- EXERCISE AIM
What follows is a block of records; restate each one word for word.

Stored dataset items
========

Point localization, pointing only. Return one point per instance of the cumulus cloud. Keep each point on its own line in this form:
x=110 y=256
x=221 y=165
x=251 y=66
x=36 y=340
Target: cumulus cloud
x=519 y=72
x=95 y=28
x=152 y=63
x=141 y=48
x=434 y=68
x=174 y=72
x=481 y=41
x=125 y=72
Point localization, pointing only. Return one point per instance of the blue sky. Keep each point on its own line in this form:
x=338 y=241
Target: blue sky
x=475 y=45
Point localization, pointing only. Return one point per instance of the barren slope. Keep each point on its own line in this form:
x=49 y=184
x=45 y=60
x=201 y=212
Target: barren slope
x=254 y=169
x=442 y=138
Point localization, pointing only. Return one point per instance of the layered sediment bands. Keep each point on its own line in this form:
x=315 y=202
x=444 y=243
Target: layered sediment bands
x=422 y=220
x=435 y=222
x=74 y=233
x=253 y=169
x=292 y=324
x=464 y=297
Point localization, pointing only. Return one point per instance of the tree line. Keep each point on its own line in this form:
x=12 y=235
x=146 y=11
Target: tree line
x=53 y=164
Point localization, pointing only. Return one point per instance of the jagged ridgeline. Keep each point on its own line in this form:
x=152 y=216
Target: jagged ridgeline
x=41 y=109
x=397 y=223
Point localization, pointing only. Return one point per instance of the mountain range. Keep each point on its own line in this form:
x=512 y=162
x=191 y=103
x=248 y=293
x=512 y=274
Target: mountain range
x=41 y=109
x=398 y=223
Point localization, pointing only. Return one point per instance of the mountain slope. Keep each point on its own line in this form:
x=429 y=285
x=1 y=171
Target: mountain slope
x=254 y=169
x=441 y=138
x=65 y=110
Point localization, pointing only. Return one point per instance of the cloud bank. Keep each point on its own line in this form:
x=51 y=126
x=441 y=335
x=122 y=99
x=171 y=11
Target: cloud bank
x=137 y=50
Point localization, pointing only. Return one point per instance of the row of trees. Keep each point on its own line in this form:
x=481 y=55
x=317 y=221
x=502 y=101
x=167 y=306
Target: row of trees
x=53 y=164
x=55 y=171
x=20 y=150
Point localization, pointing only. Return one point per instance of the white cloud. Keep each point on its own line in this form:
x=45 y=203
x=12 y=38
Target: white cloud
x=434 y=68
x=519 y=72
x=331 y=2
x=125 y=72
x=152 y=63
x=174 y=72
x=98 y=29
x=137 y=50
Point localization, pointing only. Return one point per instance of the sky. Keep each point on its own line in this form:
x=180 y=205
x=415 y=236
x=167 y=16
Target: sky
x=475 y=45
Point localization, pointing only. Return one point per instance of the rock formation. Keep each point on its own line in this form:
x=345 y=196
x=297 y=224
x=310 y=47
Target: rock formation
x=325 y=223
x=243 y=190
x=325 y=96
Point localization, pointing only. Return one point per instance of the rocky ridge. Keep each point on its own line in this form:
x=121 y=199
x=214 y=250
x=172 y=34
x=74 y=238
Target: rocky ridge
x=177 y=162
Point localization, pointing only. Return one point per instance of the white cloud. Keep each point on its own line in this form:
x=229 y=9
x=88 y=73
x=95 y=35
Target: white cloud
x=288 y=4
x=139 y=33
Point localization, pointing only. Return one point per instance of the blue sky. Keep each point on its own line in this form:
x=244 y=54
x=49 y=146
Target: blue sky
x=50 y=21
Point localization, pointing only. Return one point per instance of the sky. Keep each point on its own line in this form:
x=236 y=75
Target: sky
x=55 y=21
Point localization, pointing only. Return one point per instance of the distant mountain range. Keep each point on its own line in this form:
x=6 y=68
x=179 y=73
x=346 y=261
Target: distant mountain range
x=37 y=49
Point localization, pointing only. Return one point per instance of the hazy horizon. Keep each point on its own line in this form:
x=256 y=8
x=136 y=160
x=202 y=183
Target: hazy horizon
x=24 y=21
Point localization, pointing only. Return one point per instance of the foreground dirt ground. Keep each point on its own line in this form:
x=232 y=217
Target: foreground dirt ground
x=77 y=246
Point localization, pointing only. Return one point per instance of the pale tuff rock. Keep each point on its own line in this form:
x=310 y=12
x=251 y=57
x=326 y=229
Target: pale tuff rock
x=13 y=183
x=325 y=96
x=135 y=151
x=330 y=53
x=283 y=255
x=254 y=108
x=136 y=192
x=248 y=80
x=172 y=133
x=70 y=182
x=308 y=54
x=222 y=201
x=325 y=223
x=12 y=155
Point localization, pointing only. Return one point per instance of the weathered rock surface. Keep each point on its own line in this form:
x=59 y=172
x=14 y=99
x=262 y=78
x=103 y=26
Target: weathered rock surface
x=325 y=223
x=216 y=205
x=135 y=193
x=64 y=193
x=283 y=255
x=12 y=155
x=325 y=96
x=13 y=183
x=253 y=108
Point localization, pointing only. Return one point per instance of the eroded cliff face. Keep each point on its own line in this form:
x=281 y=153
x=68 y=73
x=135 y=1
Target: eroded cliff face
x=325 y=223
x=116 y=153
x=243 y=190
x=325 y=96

========

- RESPONSE TO THE EXERCISE
Point localization, pointing only. Return one point per instance of the cumulus cloud. Keep each point on its own line in this form:
x=110 y=256
x=221 y=165
x=251 y=66
x=36 y=340
Target: cumulus cloud
x=519 y=72
x=95 y=28
x=152 y=63
x=141 y=48
x=434 y=68
x=174 y=72
x=481 y=41
x=125 y=72
Point localization, pointing only. Return one point per instance of the blue sky. Keep each point on its own line in this form:
x=338 y=241
Target: blue sky
x=475 y=45
Point localization, pointing only. Return one point per instance of the barren slope. Keep each point on its own line in this form:
x=49 y=184
x=45 y=60
x=201 y=212
Target: barren slope
x=254 y=169
x=442 y=138
Point localization, pointing only. Return one point per instance of the layered sediment bands. Keep each point on its own line in this form:
x=315 y=202
x=444 y=243
Target: layered sediment bands
x=422 y=220
x=435 y=222
x=74 y=233
x=253 y=169
x=292 y=324
x=464 y=297
Point localization, pointing only. Return one point per instance of the tree line. Keep each point on its own line in this form:
x=12 y=235
x=146 y=11
Target: tree line
x=53 y=164
Point localization, pointing only. Return one point per instance of the jagged ridgeline. Keep each point on its own line in this form:
x=152 y=216
Target: jagged ridgeline
x=41 y=109
x=397 y=223
Point localization, pointing only. Return one point per instance of the mountain range. Keep each point on its own line in this form:
x=512 y=162
x=191 y=103
x=248 y=293
x=512 y=274
Target: mountain range
x=41 y=109
x=398 y=223
Point localization, pointing only. Return one point per instance of the mountain slope. Keep each point on its own line in this form:
x=429 y=285
x=1 y=171
Target: mountain slope
x=254 y=169
x=441 y=138
x=65 y=110
Point localization, pointing only. Return one point per instance of the cloud bank. Keep each point on its own line in this form:
x=51 y=126
x=441 y=335
x=122 y=99
x=171 y=11
Target: cloud bank
x=137 y=50
Point localization, pointing only. Return one point per instance of the row of trees. Keep each point on its own line in this form:
x=481 y=55
x=317 y=221
x=502 y=101
x=167 y=306
Target: row of trees
x=53 y=164
x=55 y=171
x=20 y=150
Point localization, pointing only. Return one point per instance of the white cloud. Keep each point on its own line in this form:
x=45 y=203
x=12 y=38
Target: white cloud
x=434 y=68
x=519 y=72
x=331 y=2
x=125 y=72
x=152 y=63
x=174 y=72
x=98 y=29
x=137 y=50
Point localization, pointing only. Return one point per instance of the sky. Keep each point on its own line in this form:
x=180 y=205
x=415 y=236
x=167 y=16
Target: sky
x=475 y=45
Point localization, pointing only. Return one point per instance of the rock formation. Keep each point on its own line in this form:
x=345 y=196
x=297 y=224
x=310 y=47
Target: rock formation
x=325 y=223
x=243 y=190
x=325 y=96
Point localization, pointing only. Return one point per instance of the rocky ridge. Keep each point on its own line in this form:
x=121 y=199
x=214 y=250
x=172 y=34
x=74 y=238
Target: rocky ridge
x=177 y=162
Point localization, pointing only. Return one point per instance of the white cloud. Keep each point on its own line in this form:
x=229 y=9
x=88 y=73
x=95 y=35
Target: white cloud
x=288 y=4
x=139 y=33
Point localization, pointing only. Return one point per instance of the blue sky. Keep each point on its own line in this form:
x=244 y=54
x=49 y=146
Target: blue sky
x=50 y=21
Point localization, pointing only. Return one point per instance of the sky. Keep each point on its own line in this form:
x=236 y=75
Target: sky
x=55 y=21
Point localization, pointing only. Return one point per instance of the distant mountain range. Keep each point on its own line in this form:
x=6 y=68
x=179 y=73
x=346 y=261
Target: distant mountain range
x=37 y=49
Point localization, pointing only. Return one point per instance of the hazy horizon. Keep each point on its own line in this form:
x=256 y=8
x=136 y=160
x=202 y=183
Target: hazy horizon
x=24 y=21
Point localization, pointing only. Return one point per instance of the foreground dirt ground. Keep each point on its own line in this form:
x=232 y=217
Target: foreground dirt ground
x=77 y=246
Point localization, pointing only. Return one point per instance of the pale tuff rock. Keep each point on its own line in this form:
x=310 y=12
x=251 y=57
x=326 y=229
Target: pale tuff rock
x=13 y=183
x=325 y=96
x=135 y=151
x=330 y=53
x=283 y=255
x=254 y=108
x=136 y=192
x=248 y=80
x=172 y=133
x=70 y=182
x=308 y=54
x=222 y=201
x=325 y=223
x=12 y=155
Point localization, pointing only. Return one point per instance of the weathered rock surface. Keep each point on its own line in this form:
x=59 y=172
x=14 y=99
x=262 y=78
x=103 y=26
Target: weathered rock surface
x=325 y=223
x=216 y=205
x=135 y=193
x=64 y=193
x=283 y=255
x=12 y=155
x=325 y=96
x=13 y=183
x=253 y=108
Point localization, pointing only. Return one point per instance of the eroded cliff face. Keep each point on its own line in this form:
x=281 y=153
x=68 y=73
x=135 y=1
Target: eroded cliff face
x=325 y=223
x=116 y=153
x=243 y=190
x=325 y=96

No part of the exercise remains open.